--- Supplied records ---

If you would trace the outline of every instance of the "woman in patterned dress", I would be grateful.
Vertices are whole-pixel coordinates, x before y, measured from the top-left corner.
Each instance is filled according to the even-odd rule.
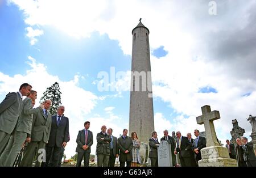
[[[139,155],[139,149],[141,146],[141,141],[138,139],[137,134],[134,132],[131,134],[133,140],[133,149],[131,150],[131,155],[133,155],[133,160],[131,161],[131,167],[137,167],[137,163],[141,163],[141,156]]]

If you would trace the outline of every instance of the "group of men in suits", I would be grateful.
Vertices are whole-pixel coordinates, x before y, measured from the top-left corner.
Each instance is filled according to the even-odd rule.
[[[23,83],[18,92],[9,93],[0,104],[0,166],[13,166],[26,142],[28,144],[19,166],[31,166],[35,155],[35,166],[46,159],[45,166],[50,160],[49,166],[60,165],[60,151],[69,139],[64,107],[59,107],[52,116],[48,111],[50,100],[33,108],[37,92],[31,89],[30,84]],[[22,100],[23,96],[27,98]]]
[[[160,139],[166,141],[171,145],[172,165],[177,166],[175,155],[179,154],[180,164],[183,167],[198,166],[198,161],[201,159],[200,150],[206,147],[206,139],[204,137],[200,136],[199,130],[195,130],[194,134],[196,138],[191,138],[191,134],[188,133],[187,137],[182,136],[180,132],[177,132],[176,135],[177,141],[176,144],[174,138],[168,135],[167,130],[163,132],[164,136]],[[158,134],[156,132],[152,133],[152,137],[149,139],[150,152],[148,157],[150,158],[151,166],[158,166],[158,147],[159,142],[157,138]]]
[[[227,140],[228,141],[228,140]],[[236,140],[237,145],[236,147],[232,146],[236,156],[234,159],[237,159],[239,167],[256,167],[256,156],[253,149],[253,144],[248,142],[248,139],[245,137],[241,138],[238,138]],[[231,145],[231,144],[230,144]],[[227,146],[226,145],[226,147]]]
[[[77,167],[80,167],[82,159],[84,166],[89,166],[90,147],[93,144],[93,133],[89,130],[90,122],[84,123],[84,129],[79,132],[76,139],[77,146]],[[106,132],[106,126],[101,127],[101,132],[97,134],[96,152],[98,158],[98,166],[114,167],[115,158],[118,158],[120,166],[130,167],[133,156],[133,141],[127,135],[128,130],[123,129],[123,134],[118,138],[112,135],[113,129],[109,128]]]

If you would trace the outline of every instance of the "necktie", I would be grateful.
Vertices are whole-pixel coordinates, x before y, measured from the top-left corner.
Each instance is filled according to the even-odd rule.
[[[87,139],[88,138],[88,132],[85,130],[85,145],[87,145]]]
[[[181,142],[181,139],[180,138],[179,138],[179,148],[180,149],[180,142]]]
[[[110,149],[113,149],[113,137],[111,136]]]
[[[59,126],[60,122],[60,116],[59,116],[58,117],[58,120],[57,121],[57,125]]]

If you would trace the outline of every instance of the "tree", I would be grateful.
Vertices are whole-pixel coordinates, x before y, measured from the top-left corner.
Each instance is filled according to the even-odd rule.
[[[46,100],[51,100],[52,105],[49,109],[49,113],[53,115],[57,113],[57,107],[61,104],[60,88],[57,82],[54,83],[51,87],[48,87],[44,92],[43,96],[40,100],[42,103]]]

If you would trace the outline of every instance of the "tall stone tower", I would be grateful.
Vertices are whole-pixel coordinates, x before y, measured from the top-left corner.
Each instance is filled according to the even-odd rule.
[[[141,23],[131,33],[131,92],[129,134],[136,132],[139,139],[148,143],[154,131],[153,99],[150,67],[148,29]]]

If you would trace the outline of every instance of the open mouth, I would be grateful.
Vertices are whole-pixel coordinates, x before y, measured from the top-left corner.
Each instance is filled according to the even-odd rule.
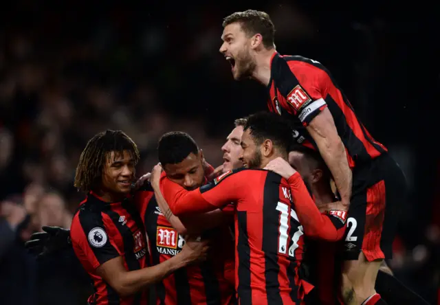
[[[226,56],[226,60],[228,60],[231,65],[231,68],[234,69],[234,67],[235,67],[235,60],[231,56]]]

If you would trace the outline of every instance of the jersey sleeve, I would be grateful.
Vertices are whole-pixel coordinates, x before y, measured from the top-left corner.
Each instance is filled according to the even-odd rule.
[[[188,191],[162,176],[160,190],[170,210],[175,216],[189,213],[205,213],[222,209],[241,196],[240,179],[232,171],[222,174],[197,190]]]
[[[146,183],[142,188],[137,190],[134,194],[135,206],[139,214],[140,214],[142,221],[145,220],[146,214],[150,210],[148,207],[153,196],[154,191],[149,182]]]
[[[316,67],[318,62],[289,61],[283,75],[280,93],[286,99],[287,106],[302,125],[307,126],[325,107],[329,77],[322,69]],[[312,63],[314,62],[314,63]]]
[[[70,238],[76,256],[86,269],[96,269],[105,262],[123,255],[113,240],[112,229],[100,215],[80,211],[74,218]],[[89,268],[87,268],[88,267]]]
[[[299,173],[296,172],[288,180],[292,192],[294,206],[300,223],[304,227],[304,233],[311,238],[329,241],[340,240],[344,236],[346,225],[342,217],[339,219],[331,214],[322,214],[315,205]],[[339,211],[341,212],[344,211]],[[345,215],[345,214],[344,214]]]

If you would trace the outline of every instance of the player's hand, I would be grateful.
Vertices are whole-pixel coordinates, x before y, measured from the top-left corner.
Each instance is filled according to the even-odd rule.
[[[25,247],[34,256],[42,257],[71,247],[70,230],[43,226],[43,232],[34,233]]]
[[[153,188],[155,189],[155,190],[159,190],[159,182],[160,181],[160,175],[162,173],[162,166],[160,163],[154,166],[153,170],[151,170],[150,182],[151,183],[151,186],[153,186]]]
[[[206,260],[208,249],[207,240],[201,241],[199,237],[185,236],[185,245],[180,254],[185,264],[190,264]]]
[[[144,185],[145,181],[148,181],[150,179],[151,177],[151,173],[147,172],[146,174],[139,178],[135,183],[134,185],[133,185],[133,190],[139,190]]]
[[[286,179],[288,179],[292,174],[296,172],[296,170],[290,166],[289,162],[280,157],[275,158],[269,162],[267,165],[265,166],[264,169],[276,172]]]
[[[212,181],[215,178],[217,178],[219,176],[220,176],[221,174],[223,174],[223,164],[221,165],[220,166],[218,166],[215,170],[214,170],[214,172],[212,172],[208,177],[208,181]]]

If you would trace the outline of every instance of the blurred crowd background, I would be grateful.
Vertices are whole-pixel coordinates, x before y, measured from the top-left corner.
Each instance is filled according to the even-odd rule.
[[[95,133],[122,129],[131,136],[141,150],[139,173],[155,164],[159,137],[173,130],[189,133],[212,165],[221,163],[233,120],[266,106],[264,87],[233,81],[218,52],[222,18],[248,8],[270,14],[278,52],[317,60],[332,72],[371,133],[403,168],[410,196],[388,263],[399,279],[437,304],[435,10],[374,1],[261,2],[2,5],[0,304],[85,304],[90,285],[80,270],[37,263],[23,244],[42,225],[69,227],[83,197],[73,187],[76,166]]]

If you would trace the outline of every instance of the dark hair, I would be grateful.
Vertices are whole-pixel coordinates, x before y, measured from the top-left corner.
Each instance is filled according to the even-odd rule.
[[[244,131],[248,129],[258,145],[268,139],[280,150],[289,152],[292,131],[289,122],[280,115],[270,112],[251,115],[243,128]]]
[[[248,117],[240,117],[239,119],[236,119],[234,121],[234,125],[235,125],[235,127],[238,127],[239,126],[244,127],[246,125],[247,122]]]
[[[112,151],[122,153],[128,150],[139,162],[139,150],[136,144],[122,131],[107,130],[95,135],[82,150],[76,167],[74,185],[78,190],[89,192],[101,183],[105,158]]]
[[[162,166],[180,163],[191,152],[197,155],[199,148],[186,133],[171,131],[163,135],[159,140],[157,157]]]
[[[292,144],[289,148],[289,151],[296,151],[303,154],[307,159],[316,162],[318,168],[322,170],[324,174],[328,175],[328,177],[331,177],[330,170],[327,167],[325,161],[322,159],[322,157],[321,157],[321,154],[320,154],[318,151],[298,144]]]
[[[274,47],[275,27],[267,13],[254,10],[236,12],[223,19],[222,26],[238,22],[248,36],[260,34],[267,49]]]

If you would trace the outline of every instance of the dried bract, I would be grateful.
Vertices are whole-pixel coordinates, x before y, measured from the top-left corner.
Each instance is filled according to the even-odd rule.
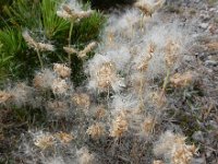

---
--- Supplied records ---

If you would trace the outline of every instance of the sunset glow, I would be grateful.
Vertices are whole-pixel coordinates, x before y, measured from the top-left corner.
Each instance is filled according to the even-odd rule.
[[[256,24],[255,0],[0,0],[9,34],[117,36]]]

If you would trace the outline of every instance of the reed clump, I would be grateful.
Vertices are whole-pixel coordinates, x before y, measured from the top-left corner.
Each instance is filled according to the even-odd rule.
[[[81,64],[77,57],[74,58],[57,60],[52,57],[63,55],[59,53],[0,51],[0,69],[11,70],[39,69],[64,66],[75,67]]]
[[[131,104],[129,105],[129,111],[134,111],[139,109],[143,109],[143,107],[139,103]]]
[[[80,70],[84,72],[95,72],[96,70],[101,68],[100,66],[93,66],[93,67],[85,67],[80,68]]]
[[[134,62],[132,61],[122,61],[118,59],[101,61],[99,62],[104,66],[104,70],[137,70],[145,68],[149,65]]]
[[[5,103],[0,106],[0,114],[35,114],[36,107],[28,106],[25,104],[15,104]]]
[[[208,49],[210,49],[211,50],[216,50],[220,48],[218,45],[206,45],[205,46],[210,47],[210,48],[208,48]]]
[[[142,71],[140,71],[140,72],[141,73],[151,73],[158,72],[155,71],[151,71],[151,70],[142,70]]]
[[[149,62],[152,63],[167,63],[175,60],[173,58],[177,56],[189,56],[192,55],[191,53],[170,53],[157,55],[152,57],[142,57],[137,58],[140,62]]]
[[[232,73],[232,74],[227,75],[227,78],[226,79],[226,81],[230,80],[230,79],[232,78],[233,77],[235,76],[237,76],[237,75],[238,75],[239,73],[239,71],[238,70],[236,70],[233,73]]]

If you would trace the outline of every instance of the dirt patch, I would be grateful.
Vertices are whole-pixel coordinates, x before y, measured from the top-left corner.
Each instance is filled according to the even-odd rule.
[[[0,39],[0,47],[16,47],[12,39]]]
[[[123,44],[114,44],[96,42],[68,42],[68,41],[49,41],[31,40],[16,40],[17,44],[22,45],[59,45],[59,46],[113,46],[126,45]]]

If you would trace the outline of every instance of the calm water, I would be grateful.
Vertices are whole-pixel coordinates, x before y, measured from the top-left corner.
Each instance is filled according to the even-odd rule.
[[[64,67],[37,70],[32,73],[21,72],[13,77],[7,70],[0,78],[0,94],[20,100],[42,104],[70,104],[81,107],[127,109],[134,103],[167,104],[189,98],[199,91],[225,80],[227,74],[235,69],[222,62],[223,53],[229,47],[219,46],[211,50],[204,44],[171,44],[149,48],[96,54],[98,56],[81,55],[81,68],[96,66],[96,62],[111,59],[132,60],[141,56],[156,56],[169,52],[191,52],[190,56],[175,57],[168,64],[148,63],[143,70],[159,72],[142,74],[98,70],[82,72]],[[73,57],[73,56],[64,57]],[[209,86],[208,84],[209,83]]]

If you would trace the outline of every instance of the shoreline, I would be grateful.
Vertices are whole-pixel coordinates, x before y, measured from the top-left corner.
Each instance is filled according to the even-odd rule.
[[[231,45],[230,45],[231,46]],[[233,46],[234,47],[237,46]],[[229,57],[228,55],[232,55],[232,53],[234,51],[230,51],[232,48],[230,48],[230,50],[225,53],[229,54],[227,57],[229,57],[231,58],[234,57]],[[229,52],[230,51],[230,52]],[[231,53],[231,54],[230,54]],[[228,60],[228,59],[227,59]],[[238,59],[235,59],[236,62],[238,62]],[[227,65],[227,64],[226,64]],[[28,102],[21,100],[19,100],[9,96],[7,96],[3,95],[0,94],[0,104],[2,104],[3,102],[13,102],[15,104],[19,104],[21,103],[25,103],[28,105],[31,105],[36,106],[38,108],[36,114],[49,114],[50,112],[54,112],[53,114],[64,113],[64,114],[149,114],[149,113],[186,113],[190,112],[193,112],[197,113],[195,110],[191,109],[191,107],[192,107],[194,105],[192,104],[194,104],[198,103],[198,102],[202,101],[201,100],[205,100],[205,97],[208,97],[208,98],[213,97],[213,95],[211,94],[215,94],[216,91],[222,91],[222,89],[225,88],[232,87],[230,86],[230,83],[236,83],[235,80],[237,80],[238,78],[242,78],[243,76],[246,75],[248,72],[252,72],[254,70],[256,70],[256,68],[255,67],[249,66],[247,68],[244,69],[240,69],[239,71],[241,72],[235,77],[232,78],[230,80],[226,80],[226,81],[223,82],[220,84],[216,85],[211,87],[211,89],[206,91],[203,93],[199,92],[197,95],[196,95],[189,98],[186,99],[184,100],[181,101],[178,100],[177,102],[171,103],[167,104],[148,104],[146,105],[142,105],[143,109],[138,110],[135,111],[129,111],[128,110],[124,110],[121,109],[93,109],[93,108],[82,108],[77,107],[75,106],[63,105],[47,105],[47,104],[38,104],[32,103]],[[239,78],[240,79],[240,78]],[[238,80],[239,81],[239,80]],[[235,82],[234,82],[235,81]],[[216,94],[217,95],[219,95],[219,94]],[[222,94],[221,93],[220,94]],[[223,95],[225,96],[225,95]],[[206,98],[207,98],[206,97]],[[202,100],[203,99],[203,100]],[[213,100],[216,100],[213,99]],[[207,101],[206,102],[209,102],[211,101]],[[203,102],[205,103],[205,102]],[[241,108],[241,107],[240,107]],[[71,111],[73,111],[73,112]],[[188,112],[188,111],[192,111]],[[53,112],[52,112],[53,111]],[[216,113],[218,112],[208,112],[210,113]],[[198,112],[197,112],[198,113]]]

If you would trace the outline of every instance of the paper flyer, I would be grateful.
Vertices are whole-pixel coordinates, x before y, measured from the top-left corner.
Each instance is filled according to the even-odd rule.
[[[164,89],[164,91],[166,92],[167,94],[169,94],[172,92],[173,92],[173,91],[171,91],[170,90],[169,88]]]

---
--- Supplied records ---

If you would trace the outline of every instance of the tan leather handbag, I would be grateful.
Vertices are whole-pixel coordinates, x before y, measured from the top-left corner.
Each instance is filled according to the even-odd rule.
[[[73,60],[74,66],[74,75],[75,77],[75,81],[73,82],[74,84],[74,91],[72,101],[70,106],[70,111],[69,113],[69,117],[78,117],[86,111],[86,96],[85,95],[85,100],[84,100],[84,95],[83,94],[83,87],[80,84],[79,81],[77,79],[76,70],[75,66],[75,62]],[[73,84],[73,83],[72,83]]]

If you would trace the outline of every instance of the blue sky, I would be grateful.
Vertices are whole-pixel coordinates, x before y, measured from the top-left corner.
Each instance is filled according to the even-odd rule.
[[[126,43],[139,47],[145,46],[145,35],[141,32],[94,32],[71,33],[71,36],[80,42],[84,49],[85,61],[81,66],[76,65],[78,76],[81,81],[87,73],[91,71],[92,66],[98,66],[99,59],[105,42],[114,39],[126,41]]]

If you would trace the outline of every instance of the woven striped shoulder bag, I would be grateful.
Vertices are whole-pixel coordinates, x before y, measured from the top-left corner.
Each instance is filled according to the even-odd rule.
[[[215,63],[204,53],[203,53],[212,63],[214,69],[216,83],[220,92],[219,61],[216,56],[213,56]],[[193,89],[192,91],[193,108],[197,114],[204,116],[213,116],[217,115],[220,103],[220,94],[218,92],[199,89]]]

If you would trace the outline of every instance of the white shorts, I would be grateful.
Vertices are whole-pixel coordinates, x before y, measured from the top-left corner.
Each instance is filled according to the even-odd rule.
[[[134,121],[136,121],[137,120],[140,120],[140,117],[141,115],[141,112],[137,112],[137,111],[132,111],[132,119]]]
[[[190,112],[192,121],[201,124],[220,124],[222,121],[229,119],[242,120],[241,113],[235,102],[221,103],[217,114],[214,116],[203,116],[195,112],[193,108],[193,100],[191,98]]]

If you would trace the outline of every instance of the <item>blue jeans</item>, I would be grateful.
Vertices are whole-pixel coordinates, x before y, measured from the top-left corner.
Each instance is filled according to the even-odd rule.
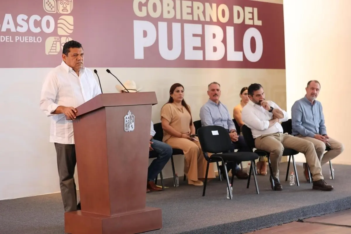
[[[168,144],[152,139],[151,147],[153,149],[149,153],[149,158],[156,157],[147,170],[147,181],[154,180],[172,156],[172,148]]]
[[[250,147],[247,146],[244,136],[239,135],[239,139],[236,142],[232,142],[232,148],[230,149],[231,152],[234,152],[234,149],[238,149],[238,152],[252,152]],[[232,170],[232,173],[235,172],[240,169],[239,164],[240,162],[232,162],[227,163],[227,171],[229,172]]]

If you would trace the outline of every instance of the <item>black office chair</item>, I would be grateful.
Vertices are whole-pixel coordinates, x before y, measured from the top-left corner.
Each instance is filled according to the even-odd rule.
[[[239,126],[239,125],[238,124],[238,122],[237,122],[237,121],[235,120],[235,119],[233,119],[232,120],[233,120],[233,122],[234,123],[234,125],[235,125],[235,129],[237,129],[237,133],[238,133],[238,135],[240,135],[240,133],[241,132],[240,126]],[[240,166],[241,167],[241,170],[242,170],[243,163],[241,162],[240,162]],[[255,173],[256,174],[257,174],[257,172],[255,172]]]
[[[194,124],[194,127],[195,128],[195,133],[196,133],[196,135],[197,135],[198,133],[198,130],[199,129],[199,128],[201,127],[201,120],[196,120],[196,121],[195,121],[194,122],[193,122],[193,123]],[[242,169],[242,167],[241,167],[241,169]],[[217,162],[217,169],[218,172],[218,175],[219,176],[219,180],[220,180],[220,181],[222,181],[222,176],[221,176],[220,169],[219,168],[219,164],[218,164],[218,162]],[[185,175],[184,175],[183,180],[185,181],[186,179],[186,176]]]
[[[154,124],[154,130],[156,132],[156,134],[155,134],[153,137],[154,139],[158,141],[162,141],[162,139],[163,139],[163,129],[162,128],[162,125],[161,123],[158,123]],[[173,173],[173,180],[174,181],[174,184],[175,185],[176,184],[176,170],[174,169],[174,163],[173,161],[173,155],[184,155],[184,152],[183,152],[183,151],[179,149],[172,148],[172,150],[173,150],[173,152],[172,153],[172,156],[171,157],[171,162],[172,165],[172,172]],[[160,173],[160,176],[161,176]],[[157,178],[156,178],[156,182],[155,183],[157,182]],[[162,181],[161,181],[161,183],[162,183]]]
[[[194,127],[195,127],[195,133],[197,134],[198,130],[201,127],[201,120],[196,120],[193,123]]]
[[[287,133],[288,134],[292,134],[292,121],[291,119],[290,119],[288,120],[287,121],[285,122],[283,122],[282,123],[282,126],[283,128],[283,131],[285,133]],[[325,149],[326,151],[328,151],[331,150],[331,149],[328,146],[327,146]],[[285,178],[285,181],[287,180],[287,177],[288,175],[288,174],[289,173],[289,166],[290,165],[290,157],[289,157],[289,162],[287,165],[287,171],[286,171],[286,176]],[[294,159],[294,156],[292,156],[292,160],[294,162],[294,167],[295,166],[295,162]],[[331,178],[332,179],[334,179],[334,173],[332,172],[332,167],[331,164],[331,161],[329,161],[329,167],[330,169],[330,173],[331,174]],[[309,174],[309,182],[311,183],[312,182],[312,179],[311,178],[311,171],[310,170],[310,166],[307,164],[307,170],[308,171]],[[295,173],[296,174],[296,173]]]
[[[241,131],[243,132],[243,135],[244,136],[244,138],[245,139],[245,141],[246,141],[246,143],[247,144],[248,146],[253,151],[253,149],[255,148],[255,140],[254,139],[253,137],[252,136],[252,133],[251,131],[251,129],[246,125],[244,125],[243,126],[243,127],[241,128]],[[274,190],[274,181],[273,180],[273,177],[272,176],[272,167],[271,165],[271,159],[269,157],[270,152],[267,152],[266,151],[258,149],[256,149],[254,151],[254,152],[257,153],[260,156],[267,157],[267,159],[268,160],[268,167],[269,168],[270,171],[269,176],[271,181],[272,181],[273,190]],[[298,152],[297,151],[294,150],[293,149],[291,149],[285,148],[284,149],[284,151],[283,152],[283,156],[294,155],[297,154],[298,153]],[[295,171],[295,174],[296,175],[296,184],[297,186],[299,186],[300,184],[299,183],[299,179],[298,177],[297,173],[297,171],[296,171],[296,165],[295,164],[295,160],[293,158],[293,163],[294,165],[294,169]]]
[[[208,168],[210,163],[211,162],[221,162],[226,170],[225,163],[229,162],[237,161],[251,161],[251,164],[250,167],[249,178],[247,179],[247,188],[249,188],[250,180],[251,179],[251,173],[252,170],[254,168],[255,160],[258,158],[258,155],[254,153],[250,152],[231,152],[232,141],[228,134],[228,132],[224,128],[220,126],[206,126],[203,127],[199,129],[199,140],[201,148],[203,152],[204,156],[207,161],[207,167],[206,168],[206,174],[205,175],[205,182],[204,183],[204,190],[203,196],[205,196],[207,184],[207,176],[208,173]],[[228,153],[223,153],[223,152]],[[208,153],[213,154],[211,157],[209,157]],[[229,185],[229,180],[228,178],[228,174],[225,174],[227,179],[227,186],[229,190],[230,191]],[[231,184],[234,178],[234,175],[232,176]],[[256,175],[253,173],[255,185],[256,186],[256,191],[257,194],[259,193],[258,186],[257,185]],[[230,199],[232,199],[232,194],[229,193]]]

---

Exercise aim: Which lines in the entries above contain the word "blue", matching its case exactly? Pick out each of those lines and copy it in full.

The solution:
If you would trace the outline of every instance of the blue sky, I would be grateful.
If you would trace the outline of every instance of the <item>blue jeans</item>, I would be grateful.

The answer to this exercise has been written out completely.